QUOTED TEXT:
Some unexpected things are happening at Wentworth Institute of Technology in Boston, MA. First-year engineering students are spending nearly three times longer in the classroom and senior industrial design students are taking an interest in physics.

Game logo.
Complements of James O'Brien,
Greg Sirokman and Derek Casio.
This is due to the ingenuity of WIT faculty members James O’Brien, assistant professor physics, Greg Sirokman, assistant professor of chemistry, and Derek Casio, assistant professor of industrial design.

The game that is engaging student learning in novel ways and bringing WIT students from different fields of study together is called Sector Vector. It is a board game that the three creators say takes learning of basic vector concepts to a fun, new level that improves the overall learning experience. The results speak for themselves.

Before James O’Brien introduced Sector Vector into his introductory engineering lectures, students were spending an average of 40 minutes in class. Afterward, they were voluntarily spending around 116 minutes in class – almost three times as long.

Also to the game’s credit was the improvement in quiz scores. O’Brien conducted a study of about 200 students, all of which completed two online vector quizzes. After taking the first quiz, half of the students played Sector Vector and the other half completed traditional vector homework assignments. Students who played Sector Vector scored on average 12 percentage points higher on their second vector quiz whereas the other students improved their scores by four percentage points.

“We’re in a school that is heavily leading toward project-based learning,” O’Brien said earlier this week in a press conference for the APS April Meeting. “[We’re] really trying to think outside of the box in terms of how you prepare lessons for the students and also how you try to inspire them to think.”

Left: Thought process board with WIT industrial design student Haiden Goggin.
Right: Design ideas board for game aesthetics. Images credited to Derek Cascio.

"The interdisciplinary aspect of what he's doing is very interesting," said Crystal Bailey, the careers program manager for the American Physical Society. "These students are not only learning concepts from different fields, but also the physics students get that interdisciplinary collaboration that probably the majority of them are going to be doing in their careers. Furthermore, they're getting exposure of the commercialization process."

Sector Vector is a work in progress, but is nearing a final product that O’Brien and his two colleagues hope to distribute in the near future to other colleges, high schools and even middle schools. The earlier children can begin thinking about how mathematics and science applies to their everyday lives, the better O'Brien said.

“My advisor in graduate school said, ‘The beautiful thing about physics is that nobody understands it until you know it all,’And that statement made no sense to me for a very very long time.

And then what I realized was that all he was really saying is your whole life you learn little bits of math and … science and people tell you that somewhere it’s all related, and it’s very hard to see that picture until you’ve seen enough of it. So, the earlier we can expose people to seeing elements of this … would be a life lesson for everybody involved,” O’Brien said.

Over the last seven months, engineering students and industrial design students have been collaborating to improve the game’s overall look, playability and impact on learning. So, it has grown to become a game that is both designed and played by students.

Image annotation data:

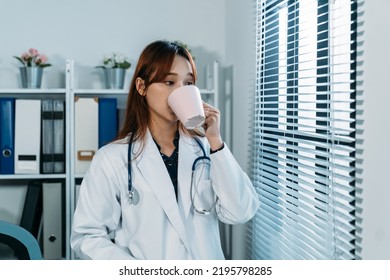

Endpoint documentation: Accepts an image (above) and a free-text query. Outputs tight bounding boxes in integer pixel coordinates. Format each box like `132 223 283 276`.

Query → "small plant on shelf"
96 52 131 69
14 48 51 68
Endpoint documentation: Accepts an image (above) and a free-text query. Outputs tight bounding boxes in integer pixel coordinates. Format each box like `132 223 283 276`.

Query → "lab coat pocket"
191 180 216 209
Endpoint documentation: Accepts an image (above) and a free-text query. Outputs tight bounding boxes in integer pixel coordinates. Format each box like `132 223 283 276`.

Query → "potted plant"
14 48 51 88
96 52 131 89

SET TASKS:
A: In the Sector Vector article, which aspects of the game have engineering and industrial design students been collaborating to improve?
B: According to Crystal Bailey in the Sector Vector article, why is the collaboration across fields valuable for the physics students?
C: In the Sector Vector article, how long did students spend in class on average before O'Brien introduced the game?

IN RESPONSE:
A: The game's overall look, its playability and its impact on learning.

B: She says the physics students get experience with interdisciplinary collaboration, which most of them will probably be doing in their careers. They also get exposure to the commercialization process.

C: About 40 minutes.